◆ What this task involves ◆
Recast the lines below, from the first one through the line containing "Query: dry sand beach" inclusive, as a JSON list of strings with one string per line and blank lines omitted.

◆ Excerpted data ◆
· · · · ·
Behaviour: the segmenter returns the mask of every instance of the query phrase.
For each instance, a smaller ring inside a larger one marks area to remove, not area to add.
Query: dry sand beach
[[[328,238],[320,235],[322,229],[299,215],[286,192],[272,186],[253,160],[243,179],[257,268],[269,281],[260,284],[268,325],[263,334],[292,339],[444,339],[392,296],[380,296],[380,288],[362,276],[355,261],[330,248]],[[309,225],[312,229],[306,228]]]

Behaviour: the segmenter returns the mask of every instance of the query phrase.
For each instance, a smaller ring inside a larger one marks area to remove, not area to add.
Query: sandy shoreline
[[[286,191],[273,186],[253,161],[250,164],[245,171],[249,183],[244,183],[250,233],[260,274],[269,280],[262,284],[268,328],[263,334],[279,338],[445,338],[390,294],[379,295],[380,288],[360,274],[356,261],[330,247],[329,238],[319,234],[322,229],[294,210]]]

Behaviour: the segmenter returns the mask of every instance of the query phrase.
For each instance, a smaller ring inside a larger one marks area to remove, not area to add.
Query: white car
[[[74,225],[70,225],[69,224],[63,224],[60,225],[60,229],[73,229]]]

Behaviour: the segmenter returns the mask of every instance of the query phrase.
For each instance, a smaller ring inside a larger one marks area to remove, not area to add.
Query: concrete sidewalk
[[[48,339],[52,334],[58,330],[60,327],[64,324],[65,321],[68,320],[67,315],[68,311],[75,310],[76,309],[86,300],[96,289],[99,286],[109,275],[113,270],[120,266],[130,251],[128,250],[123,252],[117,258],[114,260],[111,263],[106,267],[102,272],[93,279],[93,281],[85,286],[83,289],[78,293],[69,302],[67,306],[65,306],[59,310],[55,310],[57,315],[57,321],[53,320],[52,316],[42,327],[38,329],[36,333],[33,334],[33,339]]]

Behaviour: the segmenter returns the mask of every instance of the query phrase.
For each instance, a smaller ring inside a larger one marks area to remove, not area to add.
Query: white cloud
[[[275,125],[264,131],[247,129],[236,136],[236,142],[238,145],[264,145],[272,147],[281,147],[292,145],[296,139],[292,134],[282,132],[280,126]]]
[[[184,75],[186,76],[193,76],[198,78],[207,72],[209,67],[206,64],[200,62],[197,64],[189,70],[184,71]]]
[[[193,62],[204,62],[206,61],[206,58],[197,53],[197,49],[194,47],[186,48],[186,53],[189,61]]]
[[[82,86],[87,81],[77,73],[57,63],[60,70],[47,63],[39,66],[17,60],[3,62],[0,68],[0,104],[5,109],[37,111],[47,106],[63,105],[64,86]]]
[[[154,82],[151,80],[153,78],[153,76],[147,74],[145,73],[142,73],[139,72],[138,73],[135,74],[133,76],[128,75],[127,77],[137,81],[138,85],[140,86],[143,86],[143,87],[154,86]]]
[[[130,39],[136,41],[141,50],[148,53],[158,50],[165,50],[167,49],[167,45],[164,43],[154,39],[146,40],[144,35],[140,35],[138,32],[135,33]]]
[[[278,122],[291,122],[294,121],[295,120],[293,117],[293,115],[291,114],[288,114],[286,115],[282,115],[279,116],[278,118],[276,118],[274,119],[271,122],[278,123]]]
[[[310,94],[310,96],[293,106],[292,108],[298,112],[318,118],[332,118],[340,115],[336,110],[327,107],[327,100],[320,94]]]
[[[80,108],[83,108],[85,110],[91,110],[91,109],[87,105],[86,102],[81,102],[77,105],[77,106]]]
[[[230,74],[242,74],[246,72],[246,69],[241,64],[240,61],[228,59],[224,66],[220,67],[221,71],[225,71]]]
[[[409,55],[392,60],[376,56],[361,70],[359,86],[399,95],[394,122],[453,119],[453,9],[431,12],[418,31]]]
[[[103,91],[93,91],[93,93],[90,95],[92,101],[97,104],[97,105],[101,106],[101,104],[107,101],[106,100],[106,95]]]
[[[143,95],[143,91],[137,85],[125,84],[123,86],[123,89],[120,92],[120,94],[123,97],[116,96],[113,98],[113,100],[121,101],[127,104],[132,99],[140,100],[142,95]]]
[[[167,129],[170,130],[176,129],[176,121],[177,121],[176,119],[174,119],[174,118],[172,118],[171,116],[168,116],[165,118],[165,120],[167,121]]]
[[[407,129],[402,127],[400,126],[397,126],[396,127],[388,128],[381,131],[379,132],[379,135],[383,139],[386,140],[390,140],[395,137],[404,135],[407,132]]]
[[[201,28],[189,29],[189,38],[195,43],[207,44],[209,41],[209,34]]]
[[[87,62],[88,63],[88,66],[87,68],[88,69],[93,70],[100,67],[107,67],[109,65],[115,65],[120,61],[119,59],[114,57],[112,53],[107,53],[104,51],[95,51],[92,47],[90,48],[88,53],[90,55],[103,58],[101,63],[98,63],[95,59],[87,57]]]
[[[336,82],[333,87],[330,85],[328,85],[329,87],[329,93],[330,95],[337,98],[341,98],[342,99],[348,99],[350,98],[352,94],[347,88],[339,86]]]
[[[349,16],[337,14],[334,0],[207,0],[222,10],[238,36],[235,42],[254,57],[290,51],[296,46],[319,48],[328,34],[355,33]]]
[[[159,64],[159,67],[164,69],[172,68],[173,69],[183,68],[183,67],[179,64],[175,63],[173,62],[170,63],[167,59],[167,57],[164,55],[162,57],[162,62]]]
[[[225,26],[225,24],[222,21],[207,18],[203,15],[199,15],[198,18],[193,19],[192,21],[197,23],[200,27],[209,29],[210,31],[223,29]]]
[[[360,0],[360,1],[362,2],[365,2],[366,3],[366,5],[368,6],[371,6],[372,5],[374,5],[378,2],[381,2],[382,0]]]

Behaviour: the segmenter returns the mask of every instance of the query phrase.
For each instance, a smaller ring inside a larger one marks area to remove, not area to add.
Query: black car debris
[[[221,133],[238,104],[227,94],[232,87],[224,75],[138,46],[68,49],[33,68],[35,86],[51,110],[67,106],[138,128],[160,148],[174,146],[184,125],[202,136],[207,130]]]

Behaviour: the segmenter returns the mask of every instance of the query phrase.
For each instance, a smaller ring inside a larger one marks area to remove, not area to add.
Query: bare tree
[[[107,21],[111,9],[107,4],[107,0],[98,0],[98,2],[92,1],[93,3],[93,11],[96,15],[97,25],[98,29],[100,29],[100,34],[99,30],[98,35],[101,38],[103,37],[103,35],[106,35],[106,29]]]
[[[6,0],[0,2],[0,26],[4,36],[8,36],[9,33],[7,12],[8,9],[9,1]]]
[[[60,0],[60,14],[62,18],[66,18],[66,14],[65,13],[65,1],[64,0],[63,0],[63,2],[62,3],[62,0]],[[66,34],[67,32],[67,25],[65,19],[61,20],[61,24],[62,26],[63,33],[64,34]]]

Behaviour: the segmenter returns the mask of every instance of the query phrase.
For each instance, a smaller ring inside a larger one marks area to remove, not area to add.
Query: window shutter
· · · · ·
◆ Exercise result ◆
[
  "Behaviour: the segmenter returns the mask of every instance of the query phrase.",
  "For each instance, a smaller ring inside a larger one marks area to remove, not area to add.",
  "Query: dry sand beach"
]